Segment Start: Given information
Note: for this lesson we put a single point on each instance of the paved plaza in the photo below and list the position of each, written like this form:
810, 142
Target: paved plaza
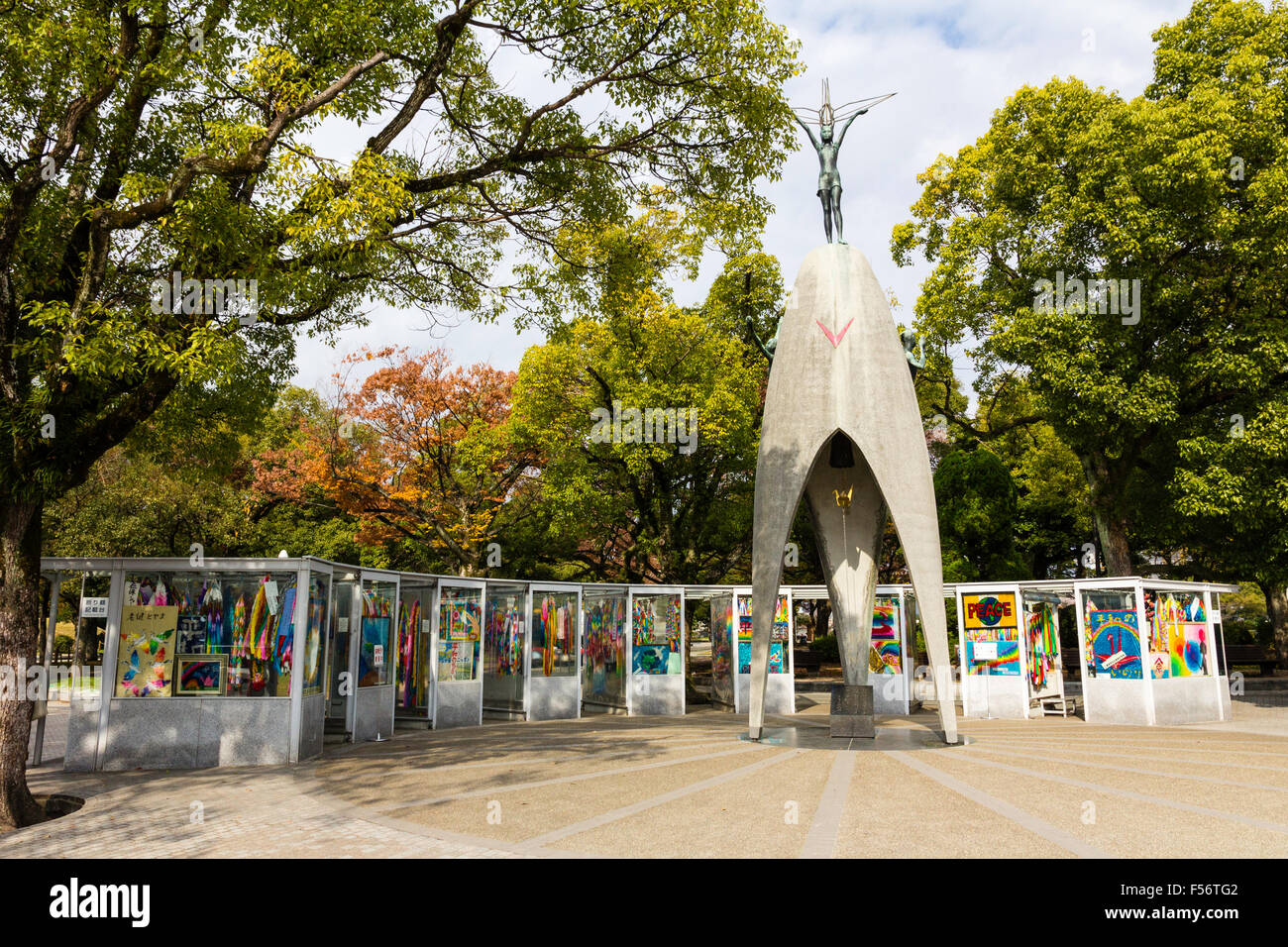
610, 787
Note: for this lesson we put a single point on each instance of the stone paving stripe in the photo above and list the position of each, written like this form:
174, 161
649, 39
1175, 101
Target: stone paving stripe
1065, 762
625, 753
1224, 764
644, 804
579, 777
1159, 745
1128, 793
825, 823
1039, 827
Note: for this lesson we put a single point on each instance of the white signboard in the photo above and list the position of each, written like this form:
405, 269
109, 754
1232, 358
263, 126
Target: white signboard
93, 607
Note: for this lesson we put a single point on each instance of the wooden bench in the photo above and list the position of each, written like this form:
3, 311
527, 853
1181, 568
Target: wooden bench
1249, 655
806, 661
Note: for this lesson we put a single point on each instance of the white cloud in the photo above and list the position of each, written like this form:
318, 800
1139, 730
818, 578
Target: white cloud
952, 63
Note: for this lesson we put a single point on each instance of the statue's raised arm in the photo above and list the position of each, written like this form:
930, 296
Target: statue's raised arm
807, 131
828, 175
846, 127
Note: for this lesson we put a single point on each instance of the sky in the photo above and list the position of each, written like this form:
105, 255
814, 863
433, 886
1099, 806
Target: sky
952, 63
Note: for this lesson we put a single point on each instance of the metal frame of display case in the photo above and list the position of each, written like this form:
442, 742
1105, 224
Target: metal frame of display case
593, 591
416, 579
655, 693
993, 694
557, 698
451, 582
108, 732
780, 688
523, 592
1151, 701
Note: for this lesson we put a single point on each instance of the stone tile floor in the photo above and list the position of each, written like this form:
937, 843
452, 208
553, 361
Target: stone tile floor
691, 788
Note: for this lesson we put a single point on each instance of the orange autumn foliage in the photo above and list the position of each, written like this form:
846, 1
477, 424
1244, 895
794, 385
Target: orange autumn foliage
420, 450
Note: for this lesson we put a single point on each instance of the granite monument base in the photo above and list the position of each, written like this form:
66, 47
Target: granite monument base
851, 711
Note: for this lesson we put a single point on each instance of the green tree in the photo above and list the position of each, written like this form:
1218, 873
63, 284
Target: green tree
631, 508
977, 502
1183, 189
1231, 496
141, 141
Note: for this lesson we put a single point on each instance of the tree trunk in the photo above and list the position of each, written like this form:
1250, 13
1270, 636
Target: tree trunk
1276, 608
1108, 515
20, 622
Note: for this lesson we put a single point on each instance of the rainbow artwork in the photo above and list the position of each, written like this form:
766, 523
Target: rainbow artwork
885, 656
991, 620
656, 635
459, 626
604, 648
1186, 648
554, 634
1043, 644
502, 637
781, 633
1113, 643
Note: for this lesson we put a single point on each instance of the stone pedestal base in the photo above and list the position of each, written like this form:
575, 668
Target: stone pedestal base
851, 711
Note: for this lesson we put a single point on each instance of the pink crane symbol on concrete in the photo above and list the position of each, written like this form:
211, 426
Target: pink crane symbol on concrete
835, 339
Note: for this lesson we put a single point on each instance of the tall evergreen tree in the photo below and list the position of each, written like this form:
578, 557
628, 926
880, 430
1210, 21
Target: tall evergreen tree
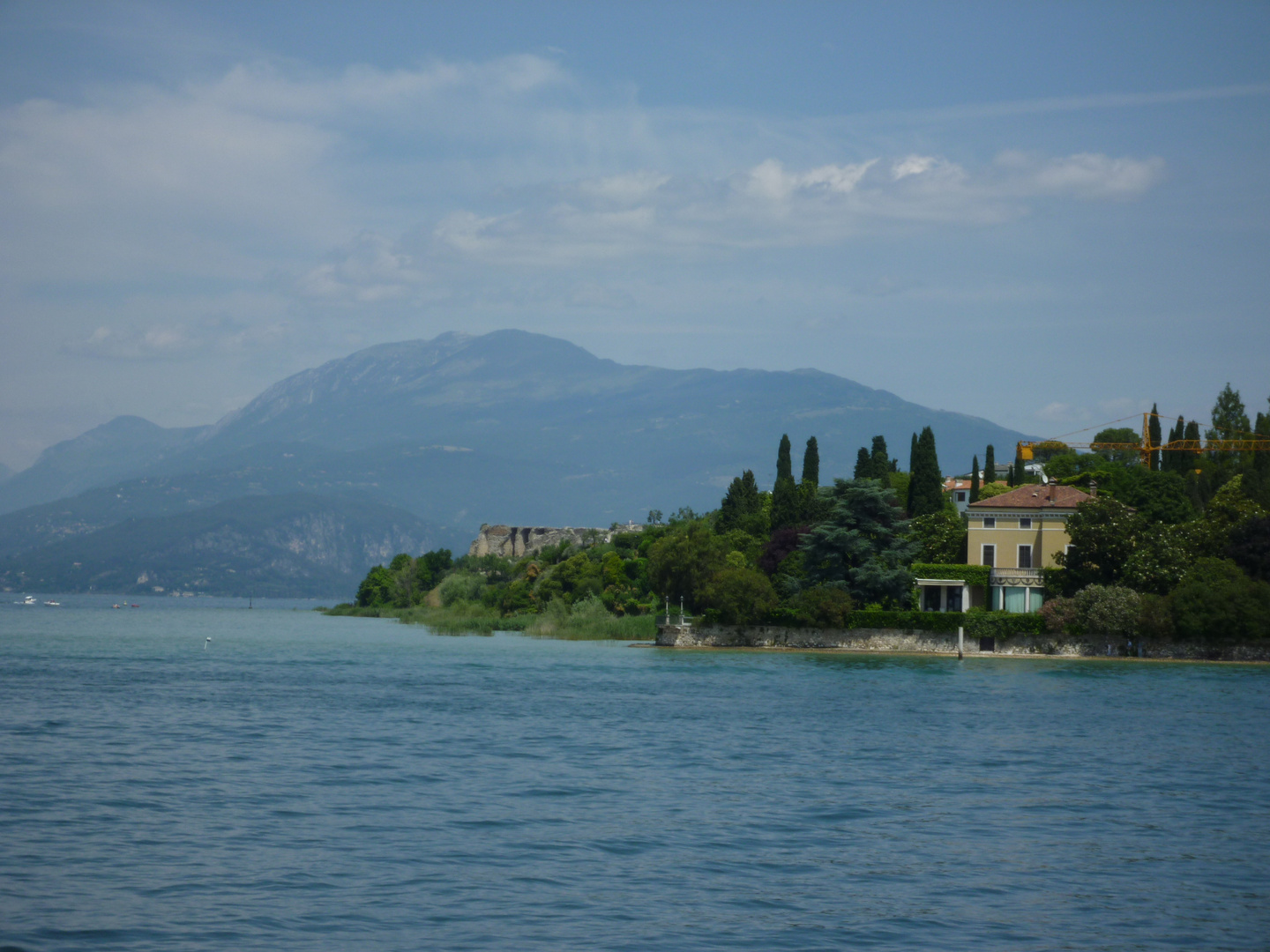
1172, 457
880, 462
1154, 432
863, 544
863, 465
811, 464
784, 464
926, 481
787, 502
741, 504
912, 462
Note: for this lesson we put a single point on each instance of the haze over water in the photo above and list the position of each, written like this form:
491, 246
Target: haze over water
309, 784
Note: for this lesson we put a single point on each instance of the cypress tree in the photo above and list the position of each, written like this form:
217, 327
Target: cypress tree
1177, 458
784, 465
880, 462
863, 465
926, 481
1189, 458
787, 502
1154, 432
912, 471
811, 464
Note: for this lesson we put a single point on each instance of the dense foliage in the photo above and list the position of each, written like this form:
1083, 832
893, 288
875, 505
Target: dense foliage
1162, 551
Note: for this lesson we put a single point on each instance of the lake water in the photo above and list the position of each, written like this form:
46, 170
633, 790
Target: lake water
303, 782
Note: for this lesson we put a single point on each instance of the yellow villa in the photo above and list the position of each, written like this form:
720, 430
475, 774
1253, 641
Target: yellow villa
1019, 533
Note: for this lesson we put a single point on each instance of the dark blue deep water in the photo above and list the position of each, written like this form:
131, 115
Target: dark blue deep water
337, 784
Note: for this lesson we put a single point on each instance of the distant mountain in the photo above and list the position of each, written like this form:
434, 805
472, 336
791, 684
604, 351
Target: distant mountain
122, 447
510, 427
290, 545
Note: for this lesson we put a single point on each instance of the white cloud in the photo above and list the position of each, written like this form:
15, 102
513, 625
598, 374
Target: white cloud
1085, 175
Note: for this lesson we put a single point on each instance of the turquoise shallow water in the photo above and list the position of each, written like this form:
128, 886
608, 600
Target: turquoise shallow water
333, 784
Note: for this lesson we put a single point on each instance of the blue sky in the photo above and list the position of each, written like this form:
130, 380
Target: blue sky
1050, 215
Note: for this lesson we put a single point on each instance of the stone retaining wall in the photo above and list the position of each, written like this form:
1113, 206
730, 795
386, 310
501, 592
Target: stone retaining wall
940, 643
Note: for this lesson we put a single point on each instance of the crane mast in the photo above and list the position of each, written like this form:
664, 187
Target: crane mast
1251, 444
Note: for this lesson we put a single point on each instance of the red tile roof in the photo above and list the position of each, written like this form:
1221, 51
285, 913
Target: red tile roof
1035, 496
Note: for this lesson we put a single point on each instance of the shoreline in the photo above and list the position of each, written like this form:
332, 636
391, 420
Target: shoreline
Segment End: Given information
### Aim of the exercise
Please transcribe the entries exactly, omitting the images.

### Response area
Note: for this lesson we put a single point on each instance of the paved plaza in the photo below and list the position of each, written like this form:
810, 142
Target: paved plaza
610, 787
Note: for this lesson we put a single point on each instance of the stone paving stripe in the photo above and list the position of each, written like this form:
174, 161
649, 39
1175, 101
Target: stone paving stripe
1065, 762
625, 753
1224, 764
644, 804
579, 777
1159, 745
1128, 793
825, 823
1039, 827
Note: for this lesson we put a single point on each instance of the white signboard in the photo above and list the position of each, written like this form:
405, 269
109, 754
1232, 358
263, 126
Target: white signboard
93, 607
Note: for this lesson we put a single point on each instance of the wooden bench in the photo above and list the position of each, written like this form:
3, 311
527, 853
1181, 568
Target: wooden bench
1249, 655
806, 661
Note: for this lesson we put a single point on each instance of the white cloud in the photo above and list the position of each, written like this form:
318, 800
1139, 730
818, 578
Target: white cloud
952, 63
Note: for this lesson we put a single point on each instance of the statue's raised arm in the photo above and list the position of each, written like this form:
930, 296
Target: statue's raised arm
807, 131
828, 175
846, 127
Note: for this lesson we put a single point on each instance of the sky in the photo above and list the position of each, written like this form:
105, 255
814, 863
433, 886
1099, 806
Target: sky
952, 63
Note: for this lesson we put a single point on each instance of the metal frame of display case in the photo above and list the position of each, written like this form:
442, 742
1105, 224
Target: metal frame of display case
593, 591
416, 579
655, 693
993, 694
557, 698
451, 582
108, 732
780, 688
523, 592
1151, 701
Note: for this lesson we put a single point on each instance of the stone tile floor in the photo above and list the position of each, written like this form:
937, 843
452, 208
553, 361
Target: stone tile floor
691, 788
Note: for this lesson we put a single point on each instance of the orange autumn foliage in the photo above and list the position of each, written like this form:
846, 1
477, 424
1244, 895
794, 385
Target: orange autumn foliage
420, 450
Note: for this lesson we put a single point on each instance of the granite monument base in the photo above and list the position of each, written like this form:
66, 47
Target: granite monument base
851, 711
Note: for this lesson we put a single point on each instance of the green tree in the photo above and list the position of each, written like this form:
1218, 873
63, 284
Target: green tree
631, 508
977, 502
1183, 189
1231, 496
141, 141
Note: for this lesson we put a single point on each instance of the tree trunk in the photo above and list the position of each, written like this form:
1250, 13
1270, 636
Target: tree trunk
1276, 608
1108, 515
20, 622
Note: for this lesson we put a single point on each instance of the rainbow artwork in the photo above and list the position of each, written like this form:
766, 523
Target: rainbow artwork
885, 656
991, 620
656, 635
459, 626
604, 648
1186, 648
554, 634
1043, 644
502, 637
781, 633
1113, 643
Note: for this lesson we put a single point on each instance of the stone pedestal base in the photo above and list the position of each, written like this form:
575, 668
Target: stone pedestal base
851, 711
Note: for this lesson we put a single point on each instance of the pink crane symbol on concrete in the photo above and list the position of each, written like this form:
211, 426
Target: pink crane symbol on concrete
835, 339
Note: for this lesson we put a single point on each instance of the tall evergreen tree in the photo below and list the position of each, written like this form:
578, 557
628, 926
880, 430
1210, 21
Target: tall evergreen tree
1172, 457
880, 462
1154, 432
863, 544
863, 465
811, 464
784, 464
926, 481
787, 502
741, 504
912, 462
Note: for this lesson we put a single point on each instance of the haze over water in the photo above and list the position of each, written like this form:
491, 246
Target: haze over water
309, 784
Note: for this lesson we put a single point on each instance of the cypress tree in the photo above and list the position of each, written like this form:
217, 327
Target: cypress tree
1177, 458
784, 465
880, 462
863, 465
926, 481
1189, 458
787, 502
1154, 432
912, 471
811, 464
Note: for this lesson we put a single point on each instance of the dense foliage in the photo above and list the position of each, written like this form:
1083, 832
893, 288
875, 505
Target: dense foliage
1162, 551
Note: for this lesson we put a single point on each instance of the lake water in the photo above and list the position of each, written like this form:
46, 170
633, 790
Target: lake water
303, 782
Note: for this lesson we put a single point on each instance of the yellow villa in the photo above and list the position of each, written like this form:
720, 430
475, 774
1253, 641
Target: yellow villa
1019, 533
Note: for this lesson we put a single point on each instance of the dark blue deep water in the photo above and list the position of each, written like this form:
131, 115
Target: dark blue deep water
337, 784
Note: for this lesson we put a single point on each instance of the distant mountain in the photo above and list the position of each, written like this form:
434, 805
472, 336
791, 684
604, 351
Target: distant mountain
122, 447
510, 427
290, 545
Note: for this lesson we put a single point on each instance of the white cloud in the photo above and list the position of each, written like this form:
15, 102
513, 625
598, 374
Target: white cloud
1085, 175
Note: for this lesson we put a single point on each instance of the turquoise shallow water in the photo above and list the position of each, written like this form:
128, 886
608, 600
Target: turquoise shallow water
333, 784
Note: for this lesson we put a single point on each instance of the blue sky in the photo above and list the position of each, written like this form:
130, 380
Target: blue sky
1050, 215
Note: for this lesson we put a single point on each instance of the stone retaining wall in the photo above and list the position of each, written like this form:
1113, 206
730, 795
386, 310
501, 592
Target: stone retaining wall
940, 643
Note: for this lesson we put a single point on each instance of the crane mast in the photo above and list the position of each, written like this form:
664, 187
Target: crane mast
1251, 444
Note: for this lesson we put a single point on each instance of the red tile roof in the photo above and list the position of each, written like this form:
1221, 51
285, 913
Target: red tile roof
1035, 496
Note: for this lesson we put a single point on each instance of the shoreline in the photo above and list the position of each, written like this form:
332, 636
391, 420
Target: shoreline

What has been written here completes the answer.